“Badik”, Puisi Aspar: Cedera Dimensi Metaforis

Aspar keasyikan memainkan majas komparatif sehingga makna filosofis puisinya mengalami cacat bawaan. Penyair seakan lupa bahwa badik yang terselip di pinggang, tidak berbanding makna dengan badik yang ada di dalam hati. Badik di pinggang adalah fisikal (baca: budaya), sementara badik di hati adalah keyakinan akidah (baca: syariat).

 

-----

PEDOMAN KARYA

Sabtu, 04 Mei 2024

 

Kritik Sastra:

 

“Badik”, Puisi Aspar: Cedera Dimensi Metaforis

 

Oleh: Mahrus Andis

 

Kemampuan seorang sastrawan nasional dalam menulis karya sastra, tentu, tidak diragukan lagi. Tak terkecuali dalam penciptaan puisi. Namun, sebagai manusia biasa, tentu seorang penyair tidak harus selalu tampil dengan karya-karya berkualitas sastra.

### [Data Rujukan]
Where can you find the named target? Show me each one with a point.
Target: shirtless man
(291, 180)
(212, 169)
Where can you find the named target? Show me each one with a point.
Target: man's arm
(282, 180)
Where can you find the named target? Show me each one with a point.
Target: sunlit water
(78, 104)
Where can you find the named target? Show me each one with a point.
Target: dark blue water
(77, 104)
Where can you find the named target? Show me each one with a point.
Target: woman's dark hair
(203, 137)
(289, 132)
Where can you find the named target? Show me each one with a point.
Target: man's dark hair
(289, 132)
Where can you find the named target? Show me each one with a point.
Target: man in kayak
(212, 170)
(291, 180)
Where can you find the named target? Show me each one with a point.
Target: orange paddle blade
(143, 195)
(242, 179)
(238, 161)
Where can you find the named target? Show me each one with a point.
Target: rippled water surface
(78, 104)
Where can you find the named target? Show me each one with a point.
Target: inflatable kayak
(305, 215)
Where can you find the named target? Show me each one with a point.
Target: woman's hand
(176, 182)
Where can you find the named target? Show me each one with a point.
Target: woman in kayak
--
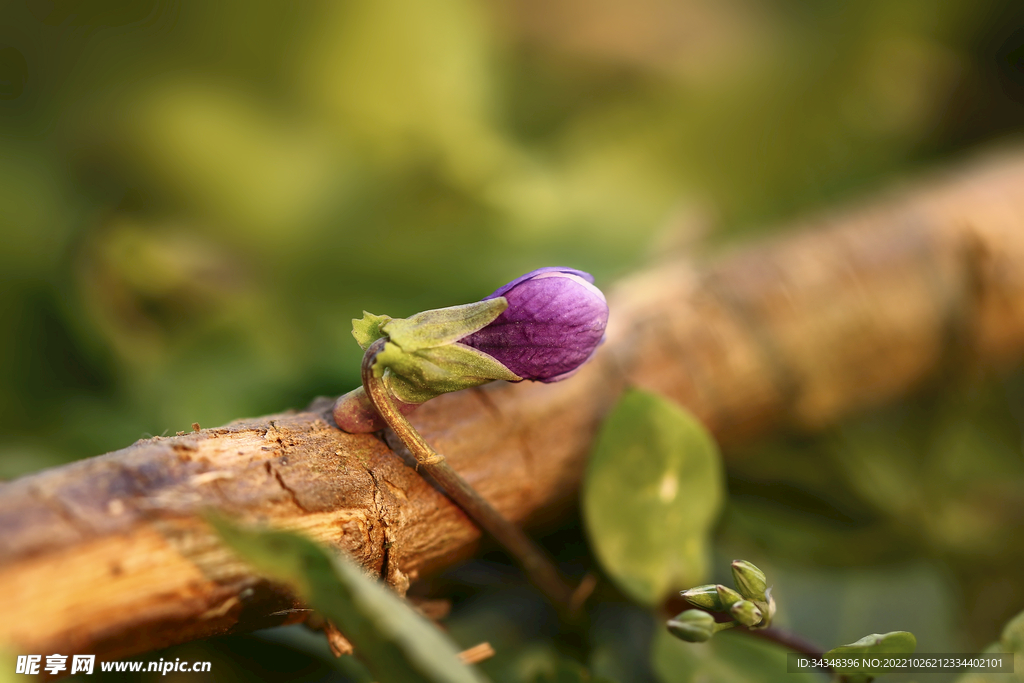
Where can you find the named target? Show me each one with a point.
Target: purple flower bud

### [Latihan Soal]
[A] Apakah pernyataan berikut sesuai dengan kritik puisi "Badik" di atas? Jawab ya atau tidak untuk masing-masing, lalu kutip kata-kata teks yang menentukannya. (i) Badik di pinggang disebut bersifat fisikal atau budaya. (ii) Badik di hati juga disebut sebagai budaya. (iii) Kemampuan sastrawan nasional dalam menulis karya sastra diragukan.
[B] Sebutkan setiap baris data yang memuat kata "kayak".

### [Jawaban]
[A]
(i) Ya: "Badik di pinggang adalah fisikal (baca: budaya)".
(ii) Tidak: "sementara badik di hati adalah keyakinan akidah (baca: syariat)".
(iii) Tidak: "Kemampuan seorang sastrawan nasional dalam menulis karya sastra, tentu, tidak diragukan lagi."

[B]
Target: man in kayak
Target: inflatable kayak
Target: woman in kayak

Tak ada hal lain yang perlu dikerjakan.